**Information supplied**.
┏━━

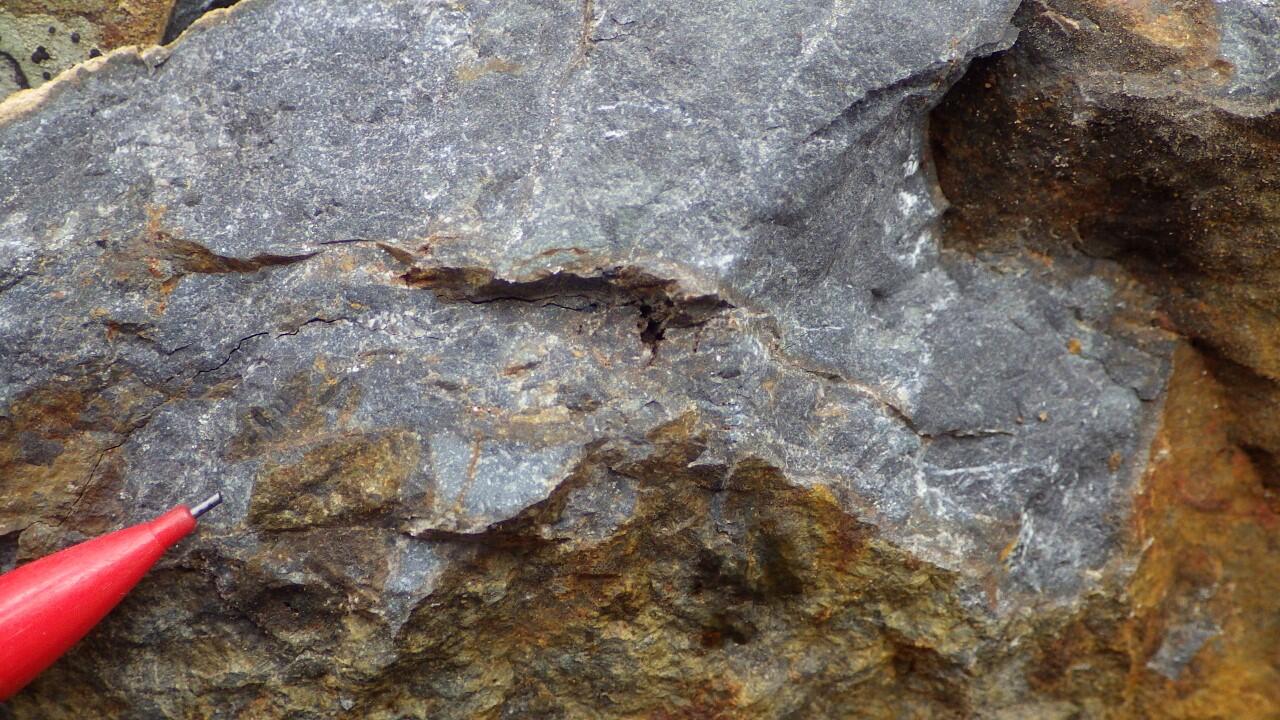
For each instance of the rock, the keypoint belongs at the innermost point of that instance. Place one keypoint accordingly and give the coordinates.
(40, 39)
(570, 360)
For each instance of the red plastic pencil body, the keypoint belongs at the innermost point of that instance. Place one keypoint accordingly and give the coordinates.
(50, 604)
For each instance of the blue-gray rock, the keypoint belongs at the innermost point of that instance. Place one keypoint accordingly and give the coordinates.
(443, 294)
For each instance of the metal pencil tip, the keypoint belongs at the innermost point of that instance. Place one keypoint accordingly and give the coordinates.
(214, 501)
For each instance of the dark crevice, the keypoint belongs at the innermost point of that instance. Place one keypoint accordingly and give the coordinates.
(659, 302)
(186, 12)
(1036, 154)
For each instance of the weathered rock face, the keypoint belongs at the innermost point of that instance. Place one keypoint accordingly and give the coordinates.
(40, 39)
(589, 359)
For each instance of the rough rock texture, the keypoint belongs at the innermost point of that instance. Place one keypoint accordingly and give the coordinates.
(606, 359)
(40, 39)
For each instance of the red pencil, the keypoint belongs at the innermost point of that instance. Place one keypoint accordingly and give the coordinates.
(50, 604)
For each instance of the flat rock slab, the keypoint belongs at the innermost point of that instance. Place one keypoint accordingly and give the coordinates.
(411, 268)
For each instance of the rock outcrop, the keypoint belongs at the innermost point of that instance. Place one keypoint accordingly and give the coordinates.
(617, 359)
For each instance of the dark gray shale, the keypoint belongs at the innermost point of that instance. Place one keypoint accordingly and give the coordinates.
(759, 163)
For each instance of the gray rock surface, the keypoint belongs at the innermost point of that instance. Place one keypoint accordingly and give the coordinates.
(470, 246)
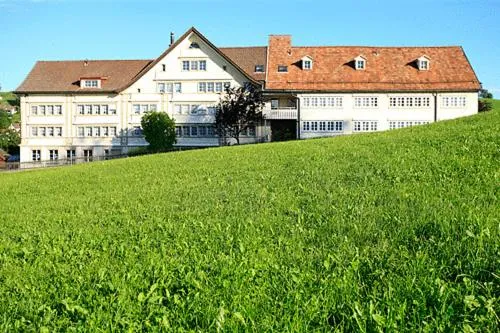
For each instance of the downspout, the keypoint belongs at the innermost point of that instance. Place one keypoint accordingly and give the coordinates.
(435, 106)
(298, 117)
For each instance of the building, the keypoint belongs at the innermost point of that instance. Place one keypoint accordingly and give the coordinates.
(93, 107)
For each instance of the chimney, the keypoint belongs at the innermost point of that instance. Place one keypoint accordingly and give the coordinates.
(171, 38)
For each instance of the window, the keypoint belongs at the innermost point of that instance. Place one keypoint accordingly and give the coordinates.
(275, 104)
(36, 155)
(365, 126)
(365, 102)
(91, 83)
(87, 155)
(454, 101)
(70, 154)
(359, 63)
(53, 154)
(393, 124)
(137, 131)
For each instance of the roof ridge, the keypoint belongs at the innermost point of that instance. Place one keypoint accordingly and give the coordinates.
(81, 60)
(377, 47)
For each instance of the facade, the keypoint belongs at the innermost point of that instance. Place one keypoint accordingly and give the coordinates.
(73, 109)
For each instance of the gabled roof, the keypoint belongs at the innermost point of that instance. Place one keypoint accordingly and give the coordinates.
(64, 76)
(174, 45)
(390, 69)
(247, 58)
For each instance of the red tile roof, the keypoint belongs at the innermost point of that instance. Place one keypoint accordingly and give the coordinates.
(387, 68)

┗━━

**Description of the task**. Repeat every record above exactly, but leave out any pictures.

**Reply to the exercise**.
For each instance of the rock, the keypoint belongs at the innermost point of that instance. Place one keypoint accordingly and give the coordinates.
(40, 39)
(570, 360)
For each instance of the red plastic pencil body, the keypoint belongs at the innermost point of that instance. Place one keypoint accordingly and give the coordinates.
(50, 604)
For each instance of the blue-gray rock, the keypoint belongs at the innermost point of that instance. Place one keypoint accordingly and give the coordinates.
(443, 294)
For each instance of the metal pencil tip, the keypoint belongs at the innermost point of that instance. Place one keypoint accordingly and give the coordinates.
(214, 501)
For each instance of the dark crevice, the keypoint belongs at the innermost point of that instance. Place one keypoint accordingly and give the coordinates.
(659, 302)
(186, 12)
(1036, 154)
For each instance of the weathered rock face, the keypoint belongs at the innermost point of that instance. Place one keypoint accordingly and give the coordinates.
(40, 39)
(589, 359)
For each instance of the rough rock texture, the keypoint belongs at the innermost point of that instance. Place one keypoint accordingly and give the coordinates.
(606, 359)
(40, 39)
For each instance of the red pencil, the keypoint belongs at the innermost point of that instance. Place one keypoint accordingly and give the coordinates.
(50, 604)
For each instance of the flat rock slab, the keypoint belongs at the innermost point of that instance. Place one keypoint accordingly and give the coordinates.
(411, 268)
For each instance of the rock outcrop, the keypoint belongs at the innermost point of that instance. Place one keypoint accordingly and give the coordinates.
(617, 359)
For each instance of the dark gray shale, the keypoint belongs at the innermost point of that instance. Place one keypoint accordingly and give the coordinates.
(759, 163)
For each instance of the gray rock surface, the keypoint belongs at the innermost point of that instance. Place one keypoint accordingly and give the coordinates.
(470, 246)
For each instance of the downspout, the keypoint belongs at the innermost point of that instance. Place one keypoint accordingly and give the coordinates.
(435, 106)
(298, 117)
For each instance of the building, the keypoint belongs at the innermost point of that instance. Place one keypoint accordingly and give the coordinates.
(93, 107)
For each instance of the chimney, the keypoint belongs at the innermost point of that instance. Place one keypoint accordingly and give the coordinates.
(171, 38)
For each instance of the window, the keypoint belongs at the innermost point of that instance. Place one keypoint accordingly and give the coordinates.
(275, 104)
(36, 155)
(365, 126)
(365, 102)
(91, 83)
(87, 155)
(454, 101)
(70, 154)
(359, 63)
(53, 154)
(393, 124)
(137, 131)
For each instance of the roof ridge, the keypoint belongs at the innermost point of that instance. Place one keypoint accordingly and give the coordinates.
(81, 60)
(377, 47)
For each instance of the facade, the keypoint belongs at the innermost point of that instance. Place one keypoint accordingly and give the coordinates.
(73, 109)
For each instance of the gabled roof, the keypoint belongs at the innermost point of that instance. Place one keypoint accordingly and give the coordinates.
(64, 76)
(174, 45)
(390, 69)
(247, 58)
For each instance of the red tile roof, the keypoint belongs at the innermost point of that instance. Place one keypoint accordingly and give the coordinates.
(387, 68)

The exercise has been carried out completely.